▸ **Written task**: Below, find each row that contains the word "reading" and list it, copied in full.

▸ **Task data**:
>> Start

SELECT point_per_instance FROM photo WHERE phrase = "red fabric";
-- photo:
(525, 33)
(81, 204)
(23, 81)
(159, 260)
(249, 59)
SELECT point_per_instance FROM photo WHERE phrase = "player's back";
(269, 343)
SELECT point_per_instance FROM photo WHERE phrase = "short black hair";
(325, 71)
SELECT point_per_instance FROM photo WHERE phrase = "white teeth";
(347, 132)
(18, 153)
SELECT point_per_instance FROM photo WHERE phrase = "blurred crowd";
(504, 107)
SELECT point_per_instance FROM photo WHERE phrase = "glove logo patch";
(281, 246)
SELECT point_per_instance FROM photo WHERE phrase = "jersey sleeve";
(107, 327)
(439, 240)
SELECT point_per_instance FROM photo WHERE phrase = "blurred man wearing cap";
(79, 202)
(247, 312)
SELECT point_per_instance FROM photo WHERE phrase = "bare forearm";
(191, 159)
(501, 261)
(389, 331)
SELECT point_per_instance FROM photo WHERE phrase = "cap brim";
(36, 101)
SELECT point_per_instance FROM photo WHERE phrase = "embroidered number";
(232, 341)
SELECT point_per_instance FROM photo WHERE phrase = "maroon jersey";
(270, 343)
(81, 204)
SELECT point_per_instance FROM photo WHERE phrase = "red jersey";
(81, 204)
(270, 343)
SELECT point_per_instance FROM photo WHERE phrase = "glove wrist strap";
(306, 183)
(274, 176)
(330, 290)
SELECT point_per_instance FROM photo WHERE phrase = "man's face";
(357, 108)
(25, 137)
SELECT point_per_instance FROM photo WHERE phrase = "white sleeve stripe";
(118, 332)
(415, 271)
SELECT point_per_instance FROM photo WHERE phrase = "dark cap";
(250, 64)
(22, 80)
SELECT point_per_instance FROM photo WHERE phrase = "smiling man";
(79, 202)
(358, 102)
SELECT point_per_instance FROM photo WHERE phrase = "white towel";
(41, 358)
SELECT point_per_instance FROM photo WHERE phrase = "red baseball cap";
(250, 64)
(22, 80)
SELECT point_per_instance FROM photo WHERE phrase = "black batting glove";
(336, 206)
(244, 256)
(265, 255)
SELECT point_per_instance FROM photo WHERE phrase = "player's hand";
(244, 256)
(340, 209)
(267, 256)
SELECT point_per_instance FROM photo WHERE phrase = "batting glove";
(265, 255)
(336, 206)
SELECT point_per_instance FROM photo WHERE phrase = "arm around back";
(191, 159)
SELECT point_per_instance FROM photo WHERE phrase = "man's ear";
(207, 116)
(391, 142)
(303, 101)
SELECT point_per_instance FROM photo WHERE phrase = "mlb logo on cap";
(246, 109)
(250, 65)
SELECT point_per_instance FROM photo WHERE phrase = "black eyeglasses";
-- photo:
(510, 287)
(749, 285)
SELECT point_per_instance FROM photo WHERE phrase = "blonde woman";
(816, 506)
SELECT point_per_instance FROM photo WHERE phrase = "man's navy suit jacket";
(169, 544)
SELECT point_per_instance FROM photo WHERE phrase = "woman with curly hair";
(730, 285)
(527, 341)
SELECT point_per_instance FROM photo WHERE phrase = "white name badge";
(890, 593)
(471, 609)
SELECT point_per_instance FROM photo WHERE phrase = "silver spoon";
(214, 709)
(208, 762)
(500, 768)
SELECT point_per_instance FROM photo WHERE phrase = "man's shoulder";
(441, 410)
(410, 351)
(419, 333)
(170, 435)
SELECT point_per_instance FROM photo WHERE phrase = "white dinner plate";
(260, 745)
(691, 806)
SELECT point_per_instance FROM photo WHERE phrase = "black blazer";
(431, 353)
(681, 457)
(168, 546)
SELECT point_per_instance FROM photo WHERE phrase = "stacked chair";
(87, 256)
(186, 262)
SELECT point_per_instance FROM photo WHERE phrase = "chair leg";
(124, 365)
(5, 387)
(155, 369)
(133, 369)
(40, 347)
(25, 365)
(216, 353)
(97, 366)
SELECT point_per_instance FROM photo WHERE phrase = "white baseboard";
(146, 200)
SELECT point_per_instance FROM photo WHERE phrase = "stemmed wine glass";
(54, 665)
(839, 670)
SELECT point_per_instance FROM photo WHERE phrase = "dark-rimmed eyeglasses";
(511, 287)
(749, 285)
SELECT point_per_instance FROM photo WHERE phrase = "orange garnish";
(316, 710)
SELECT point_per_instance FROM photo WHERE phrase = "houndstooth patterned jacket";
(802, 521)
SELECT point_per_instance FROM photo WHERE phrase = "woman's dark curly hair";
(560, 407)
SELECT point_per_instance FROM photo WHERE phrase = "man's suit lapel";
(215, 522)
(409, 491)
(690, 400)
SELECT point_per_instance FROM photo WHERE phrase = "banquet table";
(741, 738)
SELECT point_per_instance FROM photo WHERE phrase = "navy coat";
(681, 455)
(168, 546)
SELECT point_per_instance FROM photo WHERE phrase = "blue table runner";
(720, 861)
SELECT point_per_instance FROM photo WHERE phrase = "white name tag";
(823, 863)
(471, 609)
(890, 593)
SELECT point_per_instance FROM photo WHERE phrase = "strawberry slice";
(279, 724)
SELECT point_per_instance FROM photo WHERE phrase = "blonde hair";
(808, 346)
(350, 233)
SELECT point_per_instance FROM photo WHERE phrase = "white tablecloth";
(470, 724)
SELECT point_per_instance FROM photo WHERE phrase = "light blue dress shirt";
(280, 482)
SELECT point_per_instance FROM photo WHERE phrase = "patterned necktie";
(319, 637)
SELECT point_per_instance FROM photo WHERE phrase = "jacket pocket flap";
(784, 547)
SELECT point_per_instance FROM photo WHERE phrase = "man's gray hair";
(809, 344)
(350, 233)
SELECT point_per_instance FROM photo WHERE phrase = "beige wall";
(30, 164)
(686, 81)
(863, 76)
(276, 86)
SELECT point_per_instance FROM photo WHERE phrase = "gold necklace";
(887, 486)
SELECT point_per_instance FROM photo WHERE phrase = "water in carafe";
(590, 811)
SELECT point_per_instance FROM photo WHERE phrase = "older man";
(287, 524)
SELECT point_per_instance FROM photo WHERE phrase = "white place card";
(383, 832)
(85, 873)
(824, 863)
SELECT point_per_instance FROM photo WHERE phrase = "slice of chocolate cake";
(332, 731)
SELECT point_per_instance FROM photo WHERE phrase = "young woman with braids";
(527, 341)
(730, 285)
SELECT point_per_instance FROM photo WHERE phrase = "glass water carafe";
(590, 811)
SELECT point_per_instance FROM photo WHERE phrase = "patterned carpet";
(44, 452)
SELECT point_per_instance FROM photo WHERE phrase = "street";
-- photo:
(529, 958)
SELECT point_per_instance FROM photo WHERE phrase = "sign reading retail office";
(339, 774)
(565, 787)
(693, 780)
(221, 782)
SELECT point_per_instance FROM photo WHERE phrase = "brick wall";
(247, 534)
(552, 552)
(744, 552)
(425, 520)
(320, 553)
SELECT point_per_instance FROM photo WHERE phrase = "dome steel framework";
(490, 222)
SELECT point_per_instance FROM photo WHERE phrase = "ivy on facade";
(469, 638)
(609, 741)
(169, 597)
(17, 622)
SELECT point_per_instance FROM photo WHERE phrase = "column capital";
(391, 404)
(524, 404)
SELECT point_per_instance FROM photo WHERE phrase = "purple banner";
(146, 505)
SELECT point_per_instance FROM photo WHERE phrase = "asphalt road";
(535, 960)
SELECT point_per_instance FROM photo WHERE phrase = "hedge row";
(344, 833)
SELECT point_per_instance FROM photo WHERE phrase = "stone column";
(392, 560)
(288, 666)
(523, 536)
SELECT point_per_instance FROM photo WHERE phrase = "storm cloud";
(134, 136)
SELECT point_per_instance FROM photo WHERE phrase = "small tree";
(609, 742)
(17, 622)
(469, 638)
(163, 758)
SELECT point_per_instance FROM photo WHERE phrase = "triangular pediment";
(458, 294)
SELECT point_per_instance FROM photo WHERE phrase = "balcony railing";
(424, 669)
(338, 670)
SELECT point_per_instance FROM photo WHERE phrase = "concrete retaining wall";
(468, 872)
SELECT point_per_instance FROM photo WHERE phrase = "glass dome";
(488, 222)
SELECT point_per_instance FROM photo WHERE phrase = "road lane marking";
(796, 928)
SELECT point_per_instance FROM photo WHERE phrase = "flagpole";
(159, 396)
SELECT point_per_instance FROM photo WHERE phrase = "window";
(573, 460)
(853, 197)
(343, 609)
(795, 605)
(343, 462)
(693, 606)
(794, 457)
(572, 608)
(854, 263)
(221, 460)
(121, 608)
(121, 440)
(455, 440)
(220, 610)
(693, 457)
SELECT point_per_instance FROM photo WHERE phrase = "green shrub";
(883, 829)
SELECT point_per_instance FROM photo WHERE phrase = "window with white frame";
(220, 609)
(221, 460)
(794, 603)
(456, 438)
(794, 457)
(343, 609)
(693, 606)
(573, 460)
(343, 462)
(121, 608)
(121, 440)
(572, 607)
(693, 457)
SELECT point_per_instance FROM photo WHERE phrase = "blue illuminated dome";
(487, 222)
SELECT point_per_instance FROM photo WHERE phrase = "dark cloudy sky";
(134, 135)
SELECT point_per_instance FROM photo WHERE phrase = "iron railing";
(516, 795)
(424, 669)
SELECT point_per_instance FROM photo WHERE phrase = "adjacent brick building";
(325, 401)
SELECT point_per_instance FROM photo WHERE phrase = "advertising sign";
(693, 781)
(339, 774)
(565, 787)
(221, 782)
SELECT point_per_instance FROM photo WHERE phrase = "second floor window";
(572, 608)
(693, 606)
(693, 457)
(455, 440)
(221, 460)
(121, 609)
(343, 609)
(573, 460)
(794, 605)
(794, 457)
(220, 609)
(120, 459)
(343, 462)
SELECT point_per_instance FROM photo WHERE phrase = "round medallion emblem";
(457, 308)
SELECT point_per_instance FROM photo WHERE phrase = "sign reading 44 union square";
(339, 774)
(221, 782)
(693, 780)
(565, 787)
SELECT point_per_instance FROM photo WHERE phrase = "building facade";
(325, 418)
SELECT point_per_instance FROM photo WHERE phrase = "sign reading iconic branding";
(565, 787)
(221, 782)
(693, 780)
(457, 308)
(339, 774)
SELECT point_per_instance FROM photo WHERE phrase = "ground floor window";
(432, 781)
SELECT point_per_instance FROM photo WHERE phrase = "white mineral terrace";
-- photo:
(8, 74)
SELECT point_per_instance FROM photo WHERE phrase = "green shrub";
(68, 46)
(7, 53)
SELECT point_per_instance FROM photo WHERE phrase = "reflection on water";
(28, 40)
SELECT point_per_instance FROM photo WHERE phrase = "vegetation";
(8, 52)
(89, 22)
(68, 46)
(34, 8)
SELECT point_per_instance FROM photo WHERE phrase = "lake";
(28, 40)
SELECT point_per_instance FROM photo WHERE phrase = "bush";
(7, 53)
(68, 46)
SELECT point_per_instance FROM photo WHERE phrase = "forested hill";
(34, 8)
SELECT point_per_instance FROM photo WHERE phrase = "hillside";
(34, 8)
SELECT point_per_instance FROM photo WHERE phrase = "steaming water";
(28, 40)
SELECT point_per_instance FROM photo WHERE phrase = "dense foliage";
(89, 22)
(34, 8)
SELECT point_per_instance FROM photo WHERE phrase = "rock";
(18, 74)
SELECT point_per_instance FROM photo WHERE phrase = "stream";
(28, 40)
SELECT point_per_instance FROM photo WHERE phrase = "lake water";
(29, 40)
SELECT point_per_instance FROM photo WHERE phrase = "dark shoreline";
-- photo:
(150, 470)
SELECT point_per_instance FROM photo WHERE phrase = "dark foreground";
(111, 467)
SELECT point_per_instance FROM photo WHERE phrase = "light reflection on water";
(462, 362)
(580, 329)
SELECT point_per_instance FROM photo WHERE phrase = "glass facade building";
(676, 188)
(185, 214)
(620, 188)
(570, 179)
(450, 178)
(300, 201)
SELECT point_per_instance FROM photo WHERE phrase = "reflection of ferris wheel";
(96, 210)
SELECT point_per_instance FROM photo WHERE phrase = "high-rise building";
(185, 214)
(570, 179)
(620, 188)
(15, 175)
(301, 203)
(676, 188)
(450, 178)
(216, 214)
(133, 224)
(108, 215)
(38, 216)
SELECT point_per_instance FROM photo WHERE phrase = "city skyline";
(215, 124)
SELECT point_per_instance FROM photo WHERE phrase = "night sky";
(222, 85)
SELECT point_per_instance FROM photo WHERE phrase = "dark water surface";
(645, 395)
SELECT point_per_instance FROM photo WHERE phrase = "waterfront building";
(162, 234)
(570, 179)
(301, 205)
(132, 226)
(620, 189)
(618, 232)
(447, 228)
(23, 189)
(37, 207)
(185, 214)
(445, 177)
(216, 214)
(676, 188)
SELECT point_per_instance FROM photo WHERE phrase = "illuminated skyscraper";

>> End

▸ **Worked solution**:
SELECT point_per_instance FROM photo WHERE phrase = "sign reading retail office";
SELECT point_per_instance FROM photo WHERE phrase = "sign reading 44 union square";
SELECT point_per_instance FROM photo WHERE phrase = "sign reading iconic branding";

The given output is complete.